§ DATA TO EXAMINE:
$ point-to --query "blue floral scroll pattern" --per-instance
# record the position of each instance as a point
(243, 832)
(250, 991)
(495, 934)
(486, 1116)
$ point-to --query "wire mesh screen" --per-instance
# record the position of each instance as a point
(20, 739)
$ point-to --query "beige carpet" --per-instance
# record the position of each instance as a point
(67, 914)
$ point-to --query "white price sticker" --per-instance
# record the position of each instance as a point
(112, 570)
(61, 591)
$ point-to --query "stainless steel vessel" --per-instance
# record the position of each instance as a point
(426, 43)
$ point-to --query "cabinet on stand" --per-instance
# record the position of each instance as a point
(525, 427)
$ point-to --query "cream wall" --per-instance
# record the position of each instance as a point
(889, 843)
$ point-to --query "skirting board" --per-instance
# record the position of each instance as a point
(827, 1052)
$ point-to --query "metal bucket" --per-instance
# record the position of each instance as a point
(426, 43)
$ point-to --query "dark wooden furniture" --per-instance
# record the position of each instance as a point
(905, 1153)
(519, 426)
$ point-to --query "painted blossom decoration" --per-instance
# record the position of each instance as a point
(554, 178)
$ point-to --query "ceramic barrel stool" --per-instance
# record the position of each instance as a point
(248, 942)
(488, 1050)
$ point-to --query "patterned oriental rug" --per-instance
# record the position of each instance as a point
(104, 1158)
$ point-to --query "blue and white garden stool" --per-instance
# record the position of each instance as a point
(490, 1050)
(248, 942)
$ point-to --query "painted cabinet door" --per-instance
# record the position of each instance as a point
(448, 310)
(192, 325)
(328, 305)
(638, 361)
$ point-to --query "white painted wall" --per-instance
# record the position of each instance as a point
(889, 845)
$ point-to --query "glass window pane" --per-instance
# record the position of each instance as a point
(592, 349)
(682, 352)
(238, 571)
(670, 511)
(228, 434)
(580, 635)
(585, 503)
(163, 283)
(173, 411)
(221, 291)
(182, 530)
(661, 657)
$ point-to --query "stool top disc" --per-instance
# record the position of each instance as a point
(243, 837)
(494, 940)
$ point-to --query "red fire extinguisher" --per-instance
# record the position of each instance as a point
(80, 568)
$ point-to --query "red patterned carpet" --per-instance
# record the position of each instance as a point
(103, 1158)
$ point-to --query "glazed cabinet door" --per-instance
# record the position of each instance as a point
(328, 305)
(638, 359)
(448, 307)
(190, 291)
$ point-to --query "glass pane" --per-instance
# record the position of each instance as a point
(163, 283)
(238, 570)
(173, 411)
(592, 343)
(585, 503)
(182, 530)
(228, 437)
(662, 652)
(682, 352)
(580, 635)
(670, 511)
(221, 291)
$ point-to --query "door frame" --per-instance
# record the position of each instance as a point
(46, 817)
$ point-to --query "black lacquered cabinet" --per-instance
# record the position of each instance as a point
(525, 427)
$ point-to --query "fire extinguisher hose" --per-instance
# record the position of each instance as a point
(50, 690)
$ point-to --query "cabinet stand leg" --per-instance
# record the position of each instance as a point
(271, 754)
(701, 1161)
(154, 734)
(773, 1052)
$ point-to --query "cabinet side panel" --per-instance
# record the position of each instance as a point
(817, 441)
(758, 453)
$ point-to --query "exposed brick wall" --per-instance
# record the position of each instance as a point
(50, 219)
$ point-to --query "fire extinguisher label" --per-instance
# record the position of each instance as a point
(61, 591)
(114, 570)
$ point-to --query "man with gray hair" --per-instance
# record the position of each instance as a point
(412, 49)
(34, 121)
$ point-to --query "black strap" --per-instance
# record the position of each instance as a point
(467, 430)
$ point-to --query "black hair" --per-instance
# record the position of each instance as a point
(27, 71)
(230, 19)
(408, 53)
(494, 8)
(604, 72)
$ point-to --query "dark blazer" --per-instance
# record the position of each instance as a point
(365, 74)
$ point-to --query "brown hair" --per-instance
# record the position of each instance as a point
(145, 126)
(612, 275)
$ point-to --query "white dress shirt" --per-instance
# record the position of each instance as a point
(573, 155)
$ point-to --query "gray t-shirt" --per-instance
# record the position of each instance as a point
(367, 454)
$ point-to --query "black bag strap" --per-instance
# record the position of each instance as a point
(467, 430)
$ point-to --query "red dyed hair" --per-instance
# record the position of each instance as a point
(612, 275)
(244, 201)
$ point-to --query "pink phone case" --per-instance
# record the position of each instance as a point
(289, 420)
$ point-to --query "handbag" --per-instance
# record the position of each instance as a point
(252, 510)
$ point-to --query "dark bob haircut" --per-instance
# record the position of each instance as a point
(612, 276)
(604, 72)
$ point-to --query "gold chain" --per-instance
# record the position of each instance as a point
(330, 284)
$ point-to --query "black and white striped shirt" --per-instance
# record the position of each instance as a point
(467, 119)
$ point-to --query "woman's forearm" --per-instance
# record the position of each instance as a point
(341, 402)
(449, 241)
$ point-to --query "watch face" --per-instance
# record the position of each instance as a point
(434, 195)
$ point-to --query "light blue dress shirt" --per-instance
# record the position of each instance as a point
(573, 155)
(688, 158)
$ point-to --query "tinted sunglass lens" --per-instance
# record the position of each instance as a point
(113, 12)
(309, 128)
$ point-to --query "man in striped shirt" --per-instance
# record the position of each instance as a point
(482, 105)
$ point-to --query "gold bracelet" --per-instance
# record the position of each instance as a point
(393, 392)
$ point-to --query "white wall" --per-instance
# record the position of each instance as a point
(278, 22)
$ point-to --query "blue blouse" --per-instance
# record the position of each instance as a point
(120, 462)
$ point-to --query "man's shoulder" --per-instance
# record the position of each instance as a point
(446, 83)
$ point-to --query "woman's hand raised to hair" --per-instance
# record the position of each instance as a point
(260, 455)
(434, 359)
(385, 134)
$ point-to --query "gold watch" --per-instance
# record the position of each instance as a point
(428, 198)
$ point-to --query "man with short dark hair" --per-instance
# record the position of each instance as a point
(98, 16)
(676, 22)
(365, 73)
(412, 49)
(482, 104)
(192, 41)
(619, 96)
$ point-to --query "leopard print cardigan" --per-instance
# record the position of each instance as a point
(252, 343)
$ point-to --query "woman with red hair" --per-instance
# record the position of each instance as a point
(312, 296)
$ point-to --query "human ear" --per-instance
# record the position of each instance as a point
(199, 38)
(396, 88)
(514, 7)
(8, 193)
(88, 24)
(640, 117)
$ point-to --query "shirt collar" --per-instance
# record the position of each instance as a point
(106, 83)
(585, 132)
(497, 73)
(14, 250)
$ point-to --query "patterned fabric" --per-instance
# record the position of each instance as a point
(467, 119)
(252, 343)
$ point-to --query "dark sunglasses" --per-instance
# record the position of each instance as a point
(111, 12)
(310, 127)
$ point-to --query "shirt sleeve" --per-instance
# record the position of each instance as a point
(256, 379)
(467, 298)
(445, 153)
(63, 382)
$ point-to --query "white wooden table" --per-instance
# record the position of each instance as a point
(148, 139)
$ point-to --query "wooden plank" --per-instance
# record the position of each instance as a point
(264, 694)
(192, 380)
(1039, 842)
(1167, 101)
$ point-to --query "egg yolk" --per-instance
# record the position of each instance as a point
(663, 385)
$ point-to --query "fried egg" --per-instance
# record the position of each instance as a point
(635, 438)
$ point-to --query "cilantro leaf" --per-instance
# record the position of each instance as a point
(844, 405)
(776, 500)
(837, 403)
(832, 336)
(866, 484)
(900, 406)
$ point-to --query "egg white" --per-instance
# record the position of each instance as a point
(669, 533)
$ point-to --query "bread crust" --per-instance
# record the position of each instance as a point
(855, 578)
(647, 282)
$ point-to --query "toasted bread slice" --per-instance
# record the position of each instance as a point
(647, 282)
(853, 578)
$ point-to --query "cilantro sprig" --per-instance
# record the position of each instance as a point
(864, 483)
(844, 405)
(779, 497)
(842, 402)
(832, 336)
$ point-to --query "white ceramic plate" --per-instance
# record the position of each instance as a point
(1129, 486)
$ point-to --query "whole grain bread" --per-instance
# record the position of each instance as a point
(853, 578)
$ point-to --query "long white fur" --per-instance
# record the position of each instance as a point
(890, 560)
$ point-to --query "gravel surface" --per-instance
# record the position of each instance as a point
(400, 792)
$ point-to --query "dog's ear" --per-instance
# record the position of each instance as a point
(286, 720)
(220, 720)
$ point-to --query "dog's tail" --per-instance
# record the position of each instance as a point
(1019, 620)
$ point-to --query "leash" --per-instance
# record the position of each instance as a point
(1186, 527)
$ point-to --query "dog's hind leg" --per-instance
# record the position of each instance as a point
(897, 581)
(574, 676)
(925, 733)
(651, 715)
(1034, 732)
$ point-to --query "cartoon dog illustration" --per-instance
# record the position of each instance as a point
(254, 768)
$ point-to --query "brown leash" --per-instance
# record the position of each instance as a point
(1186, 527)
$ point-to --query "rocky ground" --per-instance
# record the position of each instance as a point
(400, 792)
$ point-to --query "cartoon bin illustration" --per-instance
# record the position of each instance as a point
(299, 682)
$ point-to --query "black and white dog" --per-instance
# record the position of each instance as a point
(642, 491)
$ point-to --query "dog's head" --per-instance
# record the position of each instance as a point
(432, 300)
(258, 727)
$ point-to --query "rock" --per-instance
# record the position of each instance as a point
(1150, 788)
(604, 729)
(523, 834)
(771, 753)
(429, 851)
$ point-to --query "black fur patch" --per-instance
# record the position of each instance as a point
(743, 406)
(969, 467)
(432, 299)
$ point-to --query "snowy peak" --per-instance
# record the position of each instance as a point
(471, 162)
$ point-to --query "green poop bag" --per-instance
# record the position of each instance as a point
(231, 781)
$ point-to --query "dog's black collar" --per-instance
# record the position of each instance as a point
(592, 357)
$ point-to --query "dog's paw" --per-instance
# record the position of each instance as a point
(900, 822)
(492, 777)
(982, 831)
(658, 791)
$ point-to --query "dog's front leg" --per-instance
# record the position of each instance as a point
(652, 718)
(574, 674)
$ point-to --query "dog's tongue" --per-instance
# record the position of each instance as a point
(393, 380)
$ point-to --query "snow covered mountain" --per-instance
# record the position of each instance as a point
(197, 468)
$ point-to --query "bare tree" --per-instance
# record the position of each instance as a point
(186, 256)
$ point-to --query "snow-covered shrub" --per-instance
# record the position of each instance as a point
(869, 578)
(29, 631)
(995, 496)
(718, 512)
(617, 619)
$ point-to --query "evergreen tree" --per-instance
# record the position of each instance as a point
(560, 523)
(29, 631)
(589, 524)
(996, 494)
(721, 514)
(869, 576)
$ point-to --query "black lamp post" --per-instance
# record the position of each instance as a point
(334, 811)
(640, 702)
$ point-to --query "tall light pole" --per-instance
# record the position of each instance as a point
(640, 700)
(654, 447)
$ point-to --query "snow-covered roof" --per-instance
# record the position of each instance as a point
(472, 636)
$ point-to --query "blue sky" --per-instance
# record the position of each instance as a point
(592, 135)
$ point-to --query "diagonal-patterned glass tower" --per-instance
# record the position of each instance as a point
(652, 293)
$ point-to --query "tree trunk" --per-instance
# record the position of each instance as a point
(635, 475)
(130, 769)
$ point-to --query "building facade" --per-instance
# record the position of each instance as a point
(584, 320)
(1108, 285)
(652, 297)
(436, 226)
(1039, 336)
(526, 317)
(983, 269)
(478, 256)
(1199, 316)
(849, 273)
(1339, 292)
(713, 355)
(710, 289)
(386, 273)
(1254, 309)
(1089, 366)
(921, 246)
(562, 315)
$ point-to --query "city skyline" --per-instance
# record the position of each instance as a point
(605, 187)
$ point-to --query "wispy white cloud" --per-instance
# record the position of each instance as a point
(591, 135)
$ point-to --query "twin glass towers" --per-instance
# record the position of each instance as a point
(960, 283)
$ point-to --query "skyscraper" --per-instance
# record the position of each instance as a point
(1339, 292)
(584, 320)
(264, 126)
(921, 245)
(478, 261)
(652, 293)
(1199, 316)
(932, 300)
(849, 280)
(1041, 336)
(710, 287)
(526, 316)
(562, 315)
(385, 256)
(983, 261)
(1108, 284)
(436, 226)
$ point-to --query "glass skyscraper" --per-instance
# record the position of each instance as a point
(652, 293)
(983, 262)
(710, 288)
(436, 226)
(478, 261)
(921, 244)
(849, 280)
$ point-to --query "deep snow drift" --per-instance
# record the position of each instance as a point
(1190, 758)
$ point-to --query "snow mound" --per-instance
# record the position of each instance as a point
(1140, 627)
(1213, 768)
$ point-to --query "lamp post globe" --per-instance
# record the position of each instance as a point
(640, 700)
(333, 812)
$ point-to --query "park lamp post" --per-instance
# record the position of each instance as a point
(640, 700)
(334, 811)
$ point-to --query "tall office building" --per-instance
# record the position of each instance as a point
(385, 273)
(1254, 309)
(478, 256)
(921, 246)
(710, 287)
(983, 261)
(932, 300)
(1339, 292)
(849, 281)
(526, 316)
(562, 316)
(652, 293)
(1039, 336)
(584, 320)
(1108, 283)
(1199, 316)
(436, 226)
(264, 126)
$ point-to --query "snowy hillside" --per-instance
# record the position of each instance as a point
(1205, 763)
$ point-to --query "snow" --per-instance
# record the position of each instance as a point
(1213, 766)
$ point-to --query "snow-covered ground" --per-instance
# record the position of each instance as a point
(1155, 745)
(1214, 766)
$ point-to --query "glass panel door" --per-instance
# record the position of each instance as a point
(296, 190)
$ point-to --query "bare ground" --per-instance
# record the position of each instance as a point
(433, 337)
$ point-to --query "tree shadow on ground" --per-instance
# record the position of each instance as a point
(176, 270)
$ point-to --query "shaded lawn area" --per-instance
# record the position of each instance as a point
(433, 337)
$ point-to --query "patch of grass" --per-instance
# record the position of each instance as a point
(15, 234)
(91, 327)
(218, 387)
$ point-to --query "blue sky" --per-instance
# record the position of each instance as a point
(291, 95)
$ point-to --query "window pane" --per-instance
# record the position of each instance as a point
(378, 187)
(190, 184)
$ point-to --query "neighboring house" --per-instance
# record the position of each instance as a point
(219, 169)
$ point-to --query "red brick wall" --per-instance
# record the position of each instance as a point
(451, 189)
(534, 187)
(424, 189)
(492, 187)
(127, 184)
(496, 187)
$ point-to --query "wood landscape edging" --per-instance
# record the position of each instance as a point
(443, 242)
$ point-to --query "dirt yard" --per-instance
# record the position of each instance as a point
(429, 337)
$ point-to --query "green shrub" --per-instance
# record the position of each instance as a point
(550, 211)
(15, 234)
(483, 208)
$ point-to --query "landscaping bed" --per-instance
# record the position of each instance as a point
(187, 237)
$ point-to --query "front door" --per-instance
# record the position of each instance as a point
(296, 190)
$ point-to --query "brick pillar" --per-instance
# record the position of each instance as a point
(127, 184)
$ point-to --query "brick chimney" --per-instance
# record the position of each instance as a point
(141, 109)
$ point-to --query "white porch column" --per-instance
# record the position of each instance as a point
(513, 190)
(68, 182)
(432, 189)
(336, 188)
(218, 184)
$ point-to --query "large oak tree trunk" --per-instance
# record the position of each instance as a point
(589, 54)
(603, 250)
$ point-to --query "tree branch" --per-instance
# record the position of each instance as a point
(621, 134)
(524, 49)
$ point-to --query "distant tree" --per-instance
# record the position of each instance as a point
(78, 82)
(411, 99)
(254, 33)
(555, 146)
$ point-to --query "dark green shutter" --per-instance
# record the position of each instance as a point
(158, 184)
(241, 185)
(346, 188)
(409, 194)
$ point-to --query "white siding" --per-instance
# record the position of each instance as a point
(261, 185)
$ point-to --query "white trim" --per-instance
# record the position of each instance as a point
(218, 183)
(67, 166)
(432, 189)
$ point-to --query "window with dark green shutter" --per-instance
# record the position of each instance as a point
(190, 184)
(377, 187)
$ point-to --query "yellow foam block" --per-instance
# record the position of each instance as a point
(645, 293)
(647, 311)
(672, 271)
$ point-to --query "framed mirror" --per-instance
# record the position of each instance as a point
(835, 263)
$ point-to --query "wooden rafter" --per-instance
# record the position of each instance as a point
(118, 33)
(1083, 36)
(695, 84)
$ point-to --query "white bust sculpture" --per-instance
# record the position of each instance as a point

§ EXERCISE DIRECTIONS: Note every line of the entries in which "strap" appears, and copy it down.

§ TASK RESULT:
$ point-to --query "black strap" --per-instance
$ point-to --query "black bag strap" --per-instance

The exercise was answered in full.